**Problem description**
Pull out every line of the material below that contains the string "yellow", and copy each one unchanged.

**Information provided**
------------------------------------------------------------
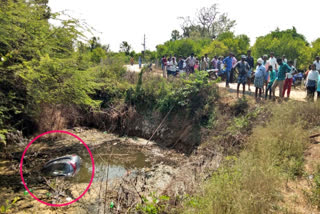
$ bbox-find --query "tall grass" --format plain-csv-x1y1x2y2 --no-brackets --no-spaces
185,102,320,213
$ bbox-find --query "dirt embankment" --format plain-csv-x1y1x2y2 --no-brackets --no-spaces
0,86,264,213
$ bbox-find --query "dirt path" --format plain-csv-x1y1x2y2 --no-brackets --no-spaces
282,137,320,214
218,82,307,102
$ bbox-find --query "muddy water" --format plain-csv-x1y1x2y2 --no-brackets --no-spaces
68,143,151,183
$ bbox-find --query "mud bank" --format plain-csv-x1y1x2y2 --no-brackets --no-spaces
0,128,222,213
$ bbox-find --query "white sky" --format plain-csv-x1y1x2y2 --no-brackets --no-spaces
49,0,320,52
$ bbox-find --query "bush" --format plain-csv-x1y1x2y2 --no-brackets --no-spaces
185,102,320,213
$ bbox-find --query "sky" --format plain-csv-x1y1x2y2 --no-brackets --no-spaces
49,0,320,52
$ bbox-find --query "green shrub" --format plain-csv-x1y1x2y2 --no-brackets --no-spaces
184,102,320,213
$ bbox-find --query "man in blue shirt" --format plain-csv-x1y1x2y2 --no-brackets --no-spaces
246,50,254,91
272,59,291,98
222,52,233,88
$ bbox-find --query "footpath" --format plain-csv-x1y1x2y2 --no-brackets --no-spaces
218,82,307,102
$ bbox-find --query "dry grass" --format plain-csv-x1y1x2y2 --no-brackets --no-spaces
185,102,320,213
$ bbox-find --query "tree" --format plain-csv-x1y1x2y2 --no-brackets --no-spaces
120,41,131,56
201,40,229,58
217,32,250,57
171,30,181,41
179,4,236,39
0,0,100,133
252,27,312,69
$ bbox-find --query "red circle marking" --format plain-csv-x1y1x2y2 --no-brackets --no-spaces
20,130,94,207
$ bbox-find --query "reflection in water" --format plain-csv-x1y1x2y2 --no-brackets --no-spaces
68,144,150,183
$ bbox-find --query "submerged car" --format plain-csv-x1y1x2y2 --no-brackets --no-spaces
42,155,81,177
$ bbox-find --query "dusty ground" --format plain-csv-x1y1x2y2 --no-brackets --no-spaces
218,82,307,102
282,134,320,214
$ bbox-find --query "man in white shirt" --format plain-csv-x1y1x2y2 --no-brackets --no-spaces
313,56,320,71
282,61,297,98
268,52,278,71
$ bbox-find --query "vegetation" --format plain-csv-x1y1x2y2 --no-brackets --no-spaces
136,193,170,214
252,27,314,69
185,102,320,213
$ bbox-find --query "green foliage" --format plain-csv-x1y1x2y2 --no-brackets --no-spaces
253,28,312,69
136,193,170,214
309,165,320,210
0,197,20,213
126,71,217,120
157,39,210,57
201,40,228,58
217,32,250,57
21,55,98,106
185,102,320,213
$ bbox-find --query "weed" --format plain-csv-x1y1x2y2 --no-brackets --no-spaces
136,193,170,214
0,197,20,213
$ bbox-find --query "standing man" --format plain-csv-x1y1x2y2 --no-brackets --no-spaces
282,61,297,98
254,58,266,98
313,56,320,72
222,52,233,88
162,55,167,78
204,54,210,71
230,54,238,83
186,53,197,73
282,55,288,64
265,65,276,99
268,52,278,71
306,64,319,102
234,55,250,98
211,56,218,69
130,56,134,66
272,59,291,98
246,50,254,91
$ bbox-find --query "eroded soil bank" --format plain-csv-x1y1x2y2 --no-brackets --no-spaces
0,128,222,213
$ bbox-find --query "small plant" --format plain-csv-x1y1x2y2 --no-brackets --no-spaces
136,193,170,214
0,197,20,213
309,165,320,210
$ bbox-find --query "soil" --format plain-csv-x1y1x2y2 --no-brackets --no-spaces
282,134,320,214
0,128,222,213
218,82,307,102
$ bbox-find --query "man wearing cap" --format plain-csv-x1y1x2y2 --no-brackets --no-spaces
313,56,320,72
246,50,254,91
234,55,250,97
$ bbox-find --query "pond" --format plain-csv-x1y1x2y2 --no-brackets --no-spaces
68,143,151,183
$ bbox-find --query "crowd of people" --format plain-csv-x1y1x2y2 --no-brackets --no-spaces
161,50,320,101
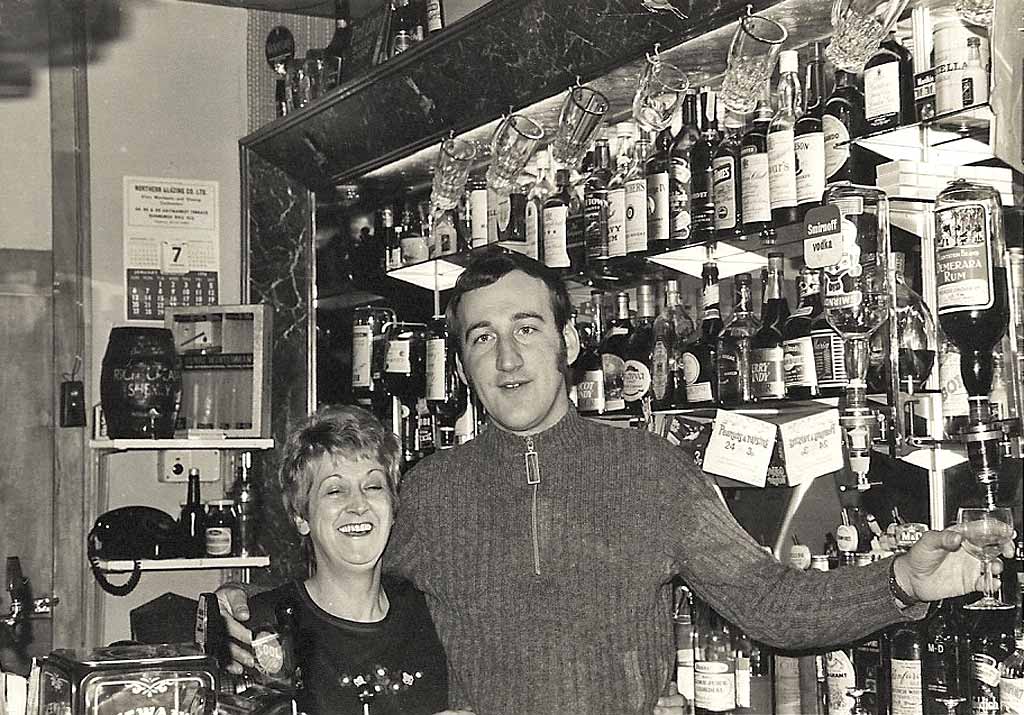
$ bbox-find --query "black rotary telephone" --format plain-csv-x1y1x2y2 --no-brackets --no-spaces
88,506,180,596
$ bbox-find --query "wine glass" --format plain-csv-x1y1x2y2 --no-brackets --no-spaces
956,507,1014,611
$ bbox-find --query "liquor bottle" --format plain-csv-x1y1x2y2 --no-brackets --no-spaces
864,30,914,132
751,252,790,401
323,0,352,91
623,283,655,416
921,598,967,715
645,127,672,254
768,50,802,229
669,89,700,248
690,87,719,244
178,467,206,558
935,179,1010,422
608,122,636,266
793,42,825,219
543,169,572,272
712,112,743,241
739,81,774,243
821,70,864,184
718,274,761,405
626,132,650,258
573,291,605,415
600,293,633,414
782,267,821,399
676,263,722,405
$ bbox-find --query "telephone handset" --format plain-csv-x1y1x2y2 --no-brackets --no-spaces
88,506,180,596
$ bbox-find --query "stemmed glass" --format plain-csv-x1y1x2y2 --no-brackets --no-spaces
956,507,1014,611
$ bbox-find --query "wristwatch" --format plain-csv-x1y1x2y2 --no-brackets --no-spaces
889,556,918,608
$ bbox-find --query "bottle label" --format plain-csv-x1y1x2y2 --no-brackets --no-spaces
889,658,924,715
352,325,373,387
384,339,413,375
623,360,651,403
864,61,899,127
751,345,785,399
608,186,626,258
821,114,850,181
669,157,692,241
712,157,738,230
793,131,825,204
935,203,995,316
647,171,670,243
825,650,857,715
768,129,797,209
601,352,626,412
626,178,647,253
577,370,605,414
540,206,569,268
739,152,771,223
782,335,818,388
424,338,447,403
693,661,736,713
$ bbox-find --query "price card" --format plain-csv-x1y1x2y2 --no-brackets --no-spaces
778,410,843,487
804,205,843,268
702,410,778,487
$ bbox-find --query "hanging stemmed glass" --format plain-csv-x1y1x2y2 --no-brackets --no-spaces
956,507,1014,611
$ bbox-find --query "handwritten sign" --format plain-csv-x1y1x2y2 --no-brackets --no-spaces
702,410,778,487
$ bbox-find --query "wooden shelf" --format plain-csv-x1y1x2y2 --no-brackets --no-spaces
99,556,270,573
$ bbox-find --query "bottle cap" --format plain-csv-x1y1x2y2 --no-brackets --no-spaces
778,49,800,72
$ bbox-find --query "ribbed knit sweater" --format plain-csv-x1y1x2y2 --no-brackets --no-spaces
385,409,925,715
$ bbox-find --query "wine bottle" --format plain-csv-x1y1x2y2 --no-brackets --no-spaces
768,50,801,228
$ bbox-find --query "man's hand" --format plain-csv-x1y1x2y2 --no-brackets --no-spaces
216,584,255,675
893,527,1014,601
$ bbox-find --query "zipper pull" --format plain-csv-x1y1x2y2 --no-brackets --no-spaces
525,437,541,485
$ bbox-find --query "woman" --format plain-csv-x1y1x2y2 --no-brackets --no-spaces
251,407,466,715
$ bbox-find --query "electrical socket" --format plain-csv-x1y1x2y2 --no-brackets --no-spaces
157,450,220,481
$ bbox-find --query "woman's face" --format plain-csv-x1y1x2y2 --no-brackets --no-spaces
295,455,393,572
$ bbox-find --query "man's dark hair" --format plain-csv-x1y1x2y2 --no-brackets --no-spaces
444,247,572,347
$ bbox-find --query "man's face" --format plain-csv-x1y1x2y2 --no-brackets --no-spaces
458,270,580,435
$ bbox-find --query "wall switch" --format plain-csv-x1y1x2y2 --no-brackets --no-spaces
157,450,220,482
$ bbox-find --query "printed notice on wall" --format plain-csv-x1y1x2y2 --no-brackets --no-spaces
124,176,220,321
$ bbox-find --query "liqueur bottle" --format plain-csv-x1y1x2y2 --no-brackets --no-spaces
676,263,722,405
718,274,761,405
750,252,790,401
739,82,774,243
768,50,801,228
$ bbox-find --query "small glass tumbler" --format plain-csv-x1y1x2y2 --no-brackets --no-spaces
825,0,909,73
551,85,610,167
718,14,790,114
430,136,476,211
487,114,544,194
633,54,690,131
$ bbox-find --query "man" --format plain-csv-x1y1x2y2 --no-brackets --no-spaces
221,247,1009,715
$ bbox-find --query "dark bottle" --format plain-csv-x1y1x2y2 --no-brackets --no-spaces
623,283,655,415
669,89,700,248
793,42,825,219
543,169,572,272
599,293,633,414
821,70,864,184
712,112,743,241
178,467,206,558
751,253,790,401
782,267,821,399
645,128,672,254
324,0,352,91
739,81,774,243
864,30,914,132
572,291,604,415
718,274,761,405
690,87,719,244
676,263,722,405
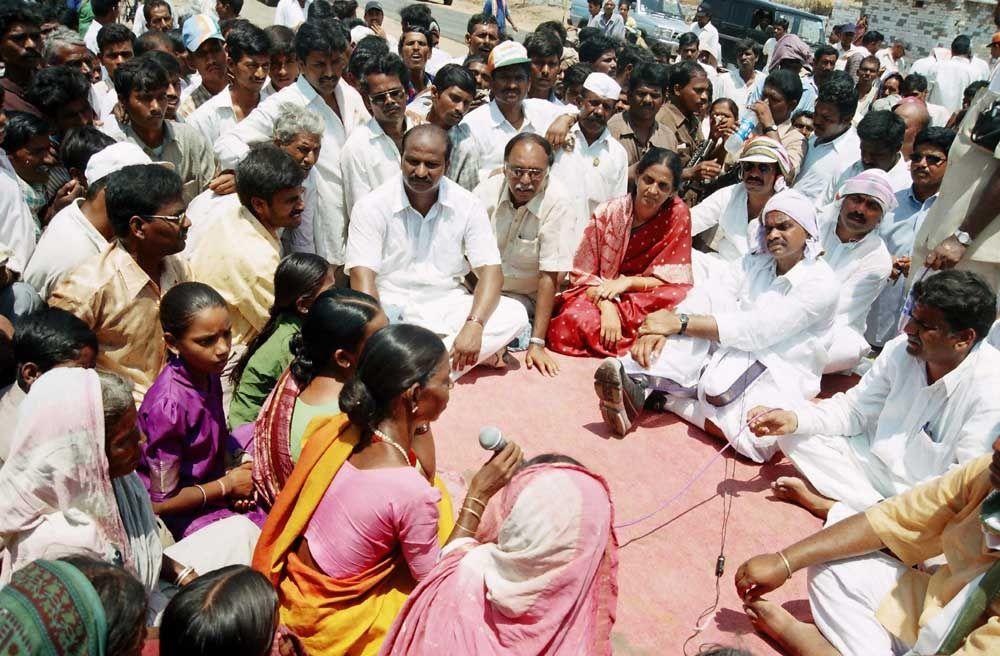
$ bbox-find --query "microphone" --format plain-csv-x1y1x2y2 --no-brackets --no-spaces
479,426,507,453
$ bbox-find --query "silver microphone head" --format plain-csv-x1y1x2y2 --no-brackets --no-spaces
479,426,507,451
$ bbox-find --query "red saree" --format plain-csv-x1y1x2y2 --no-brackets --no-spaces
547,194,694,356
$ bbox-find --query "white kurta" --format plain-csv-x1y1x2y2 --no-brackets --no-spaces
215,75,371,265
623,254,839,462
778,335,1000,511
820,203,892,373
345,176,528,376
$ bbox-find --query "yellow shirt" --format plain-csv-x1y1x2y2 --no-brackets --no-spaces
49,242,191,404
191,205,281,346
865,455,1000,656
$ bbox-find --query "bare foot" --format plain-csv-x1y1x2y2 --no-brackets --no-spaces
743,599,840,656
771,476,836,519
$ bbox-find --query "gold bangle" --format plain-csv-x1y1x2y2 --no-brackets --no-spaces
778,551,792,578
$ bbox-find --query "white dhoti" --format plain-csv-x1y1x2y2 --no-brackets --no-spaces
379,287,528,380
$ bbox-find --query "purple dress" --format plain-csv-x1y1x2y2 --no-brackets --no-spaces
137,357,235,540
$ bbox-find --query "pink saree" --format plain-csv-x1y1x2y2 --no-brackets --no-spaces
546,194,694,356
381,464,618,656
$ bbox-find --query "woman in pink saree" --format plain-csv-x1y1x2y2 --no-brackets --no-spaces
547,147,694,356
381,456,618,656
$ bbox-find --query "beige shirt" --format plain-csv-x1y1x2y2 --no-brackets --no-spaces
191,205,281,346
474,173,577,296
49,243,191,403
865,454,1000,656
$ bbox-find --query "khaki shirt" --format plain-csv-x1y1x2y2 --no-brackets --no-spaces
49,243,191,404
474,173,577,296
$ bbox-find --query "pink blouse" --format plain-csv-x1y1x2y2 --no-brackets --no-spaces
305,462,441,581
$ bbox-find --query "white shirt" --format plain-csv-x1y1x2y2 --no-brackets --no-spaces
475,174,577,295
820,203,892,336
793,128,861,201
340,117,412,208
215,75,371,265
344,175,500,295
274,0,312,30
797,335,1000,497
709,253,840,398
0,149,38,273
24,198,108,300
927,57,989,112
461,98,568,183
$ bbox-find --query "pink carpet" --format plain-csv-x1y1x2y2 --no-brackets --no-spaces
434,356,843,655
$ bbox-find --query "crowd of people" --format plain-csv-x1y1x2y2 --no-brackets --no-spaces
0,0,1000,656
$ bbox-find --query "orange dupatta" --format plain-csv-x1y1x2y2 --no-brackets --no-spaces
253,414,454,656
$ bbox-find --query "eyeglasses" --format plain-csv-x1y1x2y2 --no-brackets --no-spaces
910,153,948,166
505,166,546,182
368,87,406,106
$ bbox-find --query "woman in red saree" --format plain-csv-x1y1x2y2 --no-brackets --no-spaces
547,148,694,356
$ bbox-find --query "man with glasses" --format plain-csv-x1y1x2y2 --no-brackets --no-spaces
49,164,191,404
475,132,577,376
340,53,413,207
865,128,955,348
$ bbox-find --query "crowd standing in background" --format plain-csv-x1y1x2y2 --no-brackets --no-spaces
0,0,1000,656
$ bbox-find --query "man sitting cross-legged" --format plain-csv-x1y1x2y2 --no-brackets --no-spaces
595,189,838,462
749,271,1000,517
345,124,528,377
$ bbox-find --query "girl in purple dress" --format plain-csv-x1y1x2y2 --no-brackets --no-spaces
138,282,253,540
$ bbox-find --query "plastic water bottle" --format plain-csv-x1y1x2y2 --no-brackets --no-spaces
726,112,757,155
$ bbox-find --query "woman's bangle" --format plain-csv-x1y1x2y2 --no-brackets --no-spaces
194,483,208,507
778,551,792,578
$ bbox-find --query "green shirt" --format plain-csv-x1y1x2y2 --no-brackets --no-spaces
229,314,302,428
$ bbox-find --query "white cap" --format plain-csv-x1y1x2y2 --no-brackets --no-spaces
583,73,622,100
84,141,153,185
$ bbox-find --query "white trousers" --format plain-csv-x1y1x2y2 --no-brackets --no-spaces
379,288,528,380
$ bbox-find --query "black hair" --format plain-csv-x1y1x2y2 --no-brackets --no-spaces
132,30,175,57
105,164,184,239
226,22,271,62
3,112,52,153
13,307,98,373
951,34,972,57
230,253,330,386
90,0,120,18
816,71,858,123
434,64,476,96
857,109,906,151
628,61,670,94
358,52,410,92
160,565,278,656
291,289,382,387
400,123,453,161
913,269,997,343
59,125,115,177
669,59,708,93
635,146,684,193
97,23,135,53
115,53,170,104
913,127,957,155
236,142,306,208
764,69,802,107
160,282,226,338
293,18,348,61
399,4,430,32
60,556,148,654
503,132,556,166
577,33,618,64
25,66,90,117
524,31,563,59
264,25,295,57
340,323,448,432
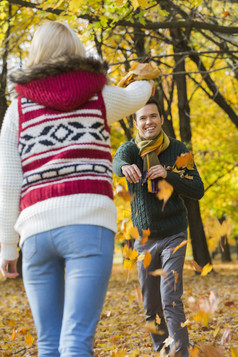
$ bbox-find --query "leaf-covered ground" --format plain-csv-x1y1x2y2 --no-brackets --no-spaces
0,262,238,357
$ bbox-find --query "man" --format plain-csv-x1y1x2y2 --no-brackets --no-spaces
113,99,204,357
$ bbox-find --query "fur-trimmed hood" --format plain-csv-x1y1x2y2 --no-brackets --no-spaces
10,56,108,111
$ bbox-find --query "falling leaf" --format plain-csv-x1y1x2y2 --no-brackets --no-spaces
231,346,238,357
185,260,202,273
130,227,139,239
11,330,17,341
184,174,193,180
145,321,165,335
118,60,160,87
131,0,148,10
116,0,124,7
164,336,174,347
155,314,161,325
175,152,194,170
25,332,34,347
172,240,188,254
221,327,231,345
143,250,151,269
149,269,168,278
123,259,135,270
129,249,139,260
201,344,225,357
213,326,220,338
115,184,135,202
181,319,190,327
137,254,145,262
135,286,142,305
140,229,150,244
201,263,213,276
157,180,174,211
18,327,26,335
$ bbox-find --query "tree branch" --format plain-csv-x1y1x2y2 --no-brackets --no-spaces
9,0,238,34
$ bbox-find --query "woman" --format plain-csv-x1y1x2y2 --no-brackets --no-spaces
0,22,152,357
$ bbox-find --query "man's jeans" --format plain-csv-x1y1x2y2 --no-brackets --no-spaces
135,232,188,357
22,225,114,357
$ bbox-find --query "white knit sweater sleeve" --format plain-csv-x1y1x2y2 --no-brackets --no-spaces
102,81,152,124
0,100,23,260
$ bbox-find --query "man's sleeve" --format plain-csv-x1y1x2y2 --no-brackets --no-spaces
113,141,134,177
166,143,204,200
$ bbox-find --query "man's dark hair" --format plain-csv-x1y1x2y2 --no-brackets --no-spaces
134,97,163,120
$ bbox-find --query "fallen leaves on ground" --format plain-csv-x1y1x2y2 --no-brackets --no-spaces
0,263,238,357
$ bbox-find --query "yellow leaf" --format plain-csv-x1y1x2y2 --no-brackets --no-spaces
129,249,138,260
11,330,17,341
122,244,132,258
172,240,188,254
157,180,174,211
143,250,151,269
231,346,238,357
130,227,139,239
25,332,34,347
155,314,161,325
172,270,179,284
137,254,145,262
175,152,194,170
18,327,26,335
140,229,150,244
124,259,135,270
69,0,84,12
184,174,193,180
181,320,190,327
213,326,220,337
115,184,135,202
116,0,124,7
201,263,213,276
150,269,168,278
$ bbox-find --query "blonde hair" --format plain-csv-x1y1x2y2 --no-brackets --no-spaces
27,21,86,67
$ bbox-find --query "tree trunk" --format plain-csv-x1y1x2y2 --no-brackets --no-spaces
171,29,211,267
183,197,211,267
0,5,11,128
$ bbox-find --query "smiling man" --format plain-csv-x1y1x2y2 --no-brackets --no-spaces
113,99,204,357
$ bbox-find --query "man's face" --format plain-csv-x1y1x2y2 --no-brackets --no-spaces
135,104,164,140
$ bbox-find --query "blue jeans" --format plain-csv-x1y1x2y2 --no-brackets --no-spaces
135,232,189,357
22,225,114,357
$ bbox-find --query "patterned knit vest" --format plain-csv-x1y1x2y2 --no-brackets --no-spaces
18,91,113,210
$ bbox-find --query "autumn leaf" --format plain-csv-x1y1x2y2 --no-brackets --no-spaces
130,227,140,239
123,259,135,270
131,0,148,10
231,347,238,357
172,240,188,254
135,286,142,305
185,260,202,273
221,327,231,345
18,327,26,335
11,330,17,341
175,152,194,170
115,184,135,202
201,263,213,276
140,229,150,244
69,0,84,12
157,180,174,211
181,319,190,327
149,269,168,278
118,60,159,87
143,250,151,269
145,321,165,335
155,314,161,325
25,332,34,347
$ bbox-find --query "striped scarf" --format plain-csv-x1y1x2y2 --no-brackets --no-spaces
135,130,170,193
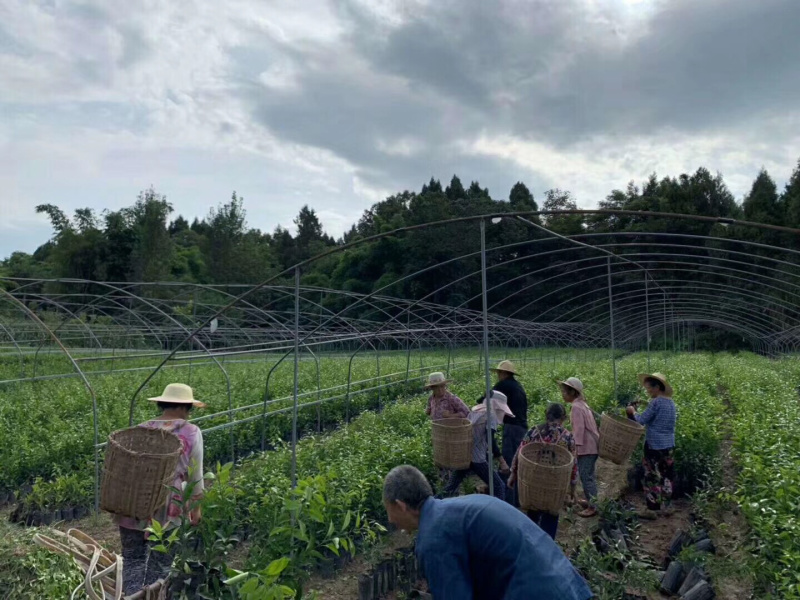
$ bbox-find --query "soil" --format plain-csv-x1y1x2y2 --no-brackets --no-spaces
306,531,413,600
54,512,122,554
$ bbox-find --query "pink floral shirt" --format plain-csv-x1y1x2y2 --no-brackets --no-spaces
114,419,204,531
425,391,469,421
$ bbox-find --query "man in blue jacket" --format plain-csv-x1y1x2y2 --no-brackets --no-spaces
383,465,592,600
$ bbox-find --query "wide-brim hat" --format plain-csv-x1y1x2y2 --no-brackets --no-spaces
472,390,514,417
424,371,453,389
557,377,583,394
639,373,672,398
148,383,205,408
490,360,519,375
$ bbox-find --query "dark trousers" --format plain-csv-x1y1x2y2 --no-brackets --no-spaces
502,425,527,508
578,454,597,507
528,510,558,539
119,527,173,596
642,442,675,510
441,462,506,500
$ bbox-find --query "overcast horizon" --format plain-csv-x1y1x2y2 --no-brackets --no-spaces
0,0,800,260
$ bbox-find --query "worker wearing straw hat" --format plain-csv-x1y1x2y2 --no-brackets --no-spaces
425,372,469,421
558,377,600,517
114,383,205,595
508,402,578,539
425,371,469,481
440,391,514,500
484,360,528,506
627,373,677,511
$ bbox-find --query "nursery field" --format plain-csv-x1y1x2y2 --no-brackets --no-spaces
0,351,800,599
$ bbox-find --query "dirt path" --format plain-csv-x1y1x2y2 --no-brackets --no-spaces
556,460,628,556
306,531,413,600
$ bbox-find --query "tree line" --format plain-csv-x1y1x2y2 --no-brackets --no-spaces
0,157,800,350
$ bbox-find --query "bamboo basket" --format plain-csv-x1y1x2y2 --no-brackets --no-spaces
100,427,182,520
599,413,644,465
431,419,474,469
517,442,575,515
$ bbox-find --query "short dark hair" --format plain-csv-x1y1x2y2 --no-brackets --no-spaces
156,402,194,412
561,383,581,398
383,465,433,510
544,402,567,423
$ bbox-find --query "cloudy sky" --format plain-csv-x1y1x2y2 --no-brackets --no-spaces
0,0,800,258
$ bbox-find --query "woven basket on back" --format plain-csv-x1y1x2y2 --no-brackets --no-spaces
517,442,575,515
599,413,644,465
100,427,181,520
431,419,474,469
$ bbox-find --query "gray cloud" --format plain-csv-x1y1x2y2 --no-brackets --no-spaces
238,0,800,204
0,0,800,256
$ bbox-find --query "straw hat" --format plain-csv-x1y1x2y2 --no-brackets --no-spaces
558,377,583,395
472,390,514,420
148,383,205,408
491,360,519,375
639,373,672,398
425,371,452,388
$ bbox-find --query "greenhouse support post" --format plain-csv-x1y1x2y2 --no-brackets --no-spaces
644,271,650,373
292,267,300,489
481,219,494,496
607,256,619,401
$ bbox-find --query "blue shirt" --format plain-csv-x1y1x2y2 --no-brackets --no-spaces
635,396,678,450
416,494,592,600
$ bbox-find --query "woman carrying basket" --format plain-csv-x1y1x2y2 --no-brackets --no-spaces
425,371,469,481
425,372,469,421
508,403,578,539
558,377,600,517
113,383,205,595
439,392,514,500
627,373,677,511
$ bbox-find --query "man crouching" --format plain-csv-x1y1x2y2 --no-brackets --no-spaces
------------------------------------------------------------
**Result of this exercise**
$ bbox-find --query "yellow shirt" --format plain-csv-x1y1x2y2 --no-brackets --no-spaces
$ bbox-find --query "yellow leaf" --format plain-csv-x1y1x2y2 --no-brackets --no-spaces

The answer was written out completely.